**Directive 1**:
Arrange the records from their first line through the line containing "x=652, y=324", both included, as a JSON list of strings with one string per line and blank lines left out.

**Excerpted text**:
--*--

Inverse Scattering with Magnetic Potentials

• Inverse scattering with magnetic potentials is a study of reconstructing electromagnetic fields from scattering data, emphasizing gauge equivalence and asymptotic analysis.
• Methodologies involve analyzing Schrödinger operators with long‐range magnetic potentials, using potential decomposition and gauge transformation techniques.
• Applications span quantum imaging and the Aharonov–Bohm effect, providing insights into the reconstruction and uniqueness of electromagnetic field configurations.

Inverse scattering with magnetic potentials refers to the problem of determining information about electromagnetic fields—most notably the magnetic vector potential—from measurable scattering data produced by quantum particles or electromagnetic waves interacting with material systems. This topic encompasses rigorous analysis of the Schrödinger operator (with magnetic and electric potentials) in various geometric settings, the associated gauge structure, the connection between scattering observables and the underlying potentials, and the mathematical methods for reconstructing those potentials (up to gauge equivalence) from asymptotic data.

1. Gauge Equivalence and Its Role in Scattering Theory

A defining feature of magnetic Schrödinger operators is the gauge freedom in the magnetic potential $A(x)$. Two potentials $A(x)$ and $A'(x)$ are gauge equivalent if there exists a function $g(x)$ in the gauge group $G(\Omega)$ such that $A'(x) = A(x) - i g^{-1}(x) \nabla g(x)$, and the Schrödinger operator $(–i\nabla – A(x))^2 + V(x)$ transforms accordingly through $u(x) \mapsto g(x)u(x)$ (see Eq. (1.11)). The gauge group $G(\Omega)$ is characterized by functions that asymptotically behave like $\exp[i(m\theta + L(x))]$, with $L(x)$ real-valued and decaying appropriately, and $m \in \mathbb{Z}$ (see Eq. (1.9) and decay condition (1.7)). Gauge transformations induce explicit phase shifts in the scattering matrix—the $S$-matrix—via conjugation with exponential operators involving derivatives (see Eqs. (1.12), (1.13)).

--*--

**Material to process**:
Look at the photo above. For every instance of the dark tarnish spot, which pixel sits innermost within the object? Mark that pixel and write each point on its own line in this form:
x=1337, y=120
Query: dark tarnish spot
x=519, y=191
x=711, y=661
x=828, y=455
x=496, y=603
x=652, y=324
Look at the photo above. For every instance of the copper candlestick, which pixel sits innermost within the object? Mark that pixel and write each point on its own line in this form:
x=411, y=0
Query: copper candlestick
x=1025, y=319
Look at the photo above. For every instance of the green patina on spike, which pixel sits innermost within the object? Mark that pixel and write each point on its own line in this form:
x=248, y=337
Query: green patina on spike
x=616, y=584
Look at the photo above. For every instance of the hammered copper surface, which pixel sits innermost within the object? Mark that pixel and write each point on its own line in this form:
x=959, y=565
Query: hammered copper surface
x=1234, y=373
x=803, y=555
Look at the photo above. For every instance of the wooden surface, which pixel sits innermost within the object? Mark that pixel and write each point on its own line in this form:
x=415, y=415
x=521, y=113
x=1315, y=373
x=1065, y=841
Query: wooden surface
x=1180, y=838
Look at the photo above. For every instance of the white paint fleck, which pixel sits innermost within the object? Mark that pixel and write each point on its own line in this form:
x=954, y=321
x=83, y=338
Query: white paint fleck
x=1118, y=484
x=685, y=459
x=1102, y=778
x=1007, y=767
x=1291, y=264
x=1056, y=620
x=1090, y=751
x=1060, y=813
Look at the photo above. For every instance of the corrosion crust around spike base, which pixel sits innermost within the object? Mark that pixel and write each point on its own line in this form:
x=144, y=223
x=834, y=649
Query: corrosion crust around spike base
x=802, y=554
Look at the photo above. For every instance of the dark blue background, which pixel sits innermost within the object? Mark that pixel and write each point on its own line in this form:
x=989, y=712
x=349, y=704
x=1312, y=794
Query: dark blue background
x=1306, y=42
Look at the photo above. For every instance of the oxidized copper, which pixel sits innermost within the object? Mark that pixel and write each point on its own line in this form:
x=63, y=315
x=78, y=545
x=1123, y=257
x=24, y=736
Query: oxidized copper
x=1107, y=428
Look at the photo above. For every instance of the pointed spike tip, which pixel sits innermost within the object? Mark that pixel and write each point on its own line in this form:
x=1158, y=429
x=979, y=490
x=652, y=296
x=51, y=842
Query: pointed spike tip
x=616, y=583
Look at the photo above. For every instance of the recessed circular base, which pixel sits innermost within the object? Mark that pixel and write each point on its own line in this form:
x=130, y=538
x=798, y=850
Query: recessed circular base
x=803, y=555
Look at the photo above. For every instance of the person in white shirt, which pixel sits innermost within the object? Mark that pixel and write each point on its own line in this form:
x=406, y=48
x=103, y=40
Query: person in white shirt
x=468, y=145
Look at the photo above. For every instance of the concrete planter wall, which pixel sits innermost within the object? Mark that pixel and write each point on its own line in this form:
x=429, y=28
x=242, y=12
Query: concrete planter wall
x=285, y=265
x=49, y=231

--*--

**Directive 2**:
For the text on inverse scattering with magnetic potentials, answer yes or no to each statement and quote the deciding words: (a) Functions in the gauge group behave asymptotically like an exponential in which m is an integer. (b) The potentials are reconstructed exactly, with no gauge ambiguity. (c) The methods analyze Schrödinger operators with short-range magnetic potentials.

**Reply 1**:
[
  "Look at the photo above. For every instance of the dark tarnish spot, which pixel sits innermost within the object? Mark that pixel and write each point on its own line in this form:",
  "x=1337, y=120",
  "Query: dark tarnish spot",
  "x=519, y=191",
  "x=711, y=661",
  "x=828, y=455",
  "x=496, y=603",
  "x=652, y=324"
]

**Reply 2**:
(a) Yes: "The gauge group $G(\Omega)$ is characterized by functions that asymptotically behave like $\exp[i(m\theta + L(x))]$, with $L(x)$ real-valued and decaying appropriately, and $m \in \mathbb{Z}$"
(b) No: "reconstructing those potentials (up to gauge equivalence) from asymptotic data"
(c) No: "analyzing Schrödinger operators with long‐range magnetic potentials"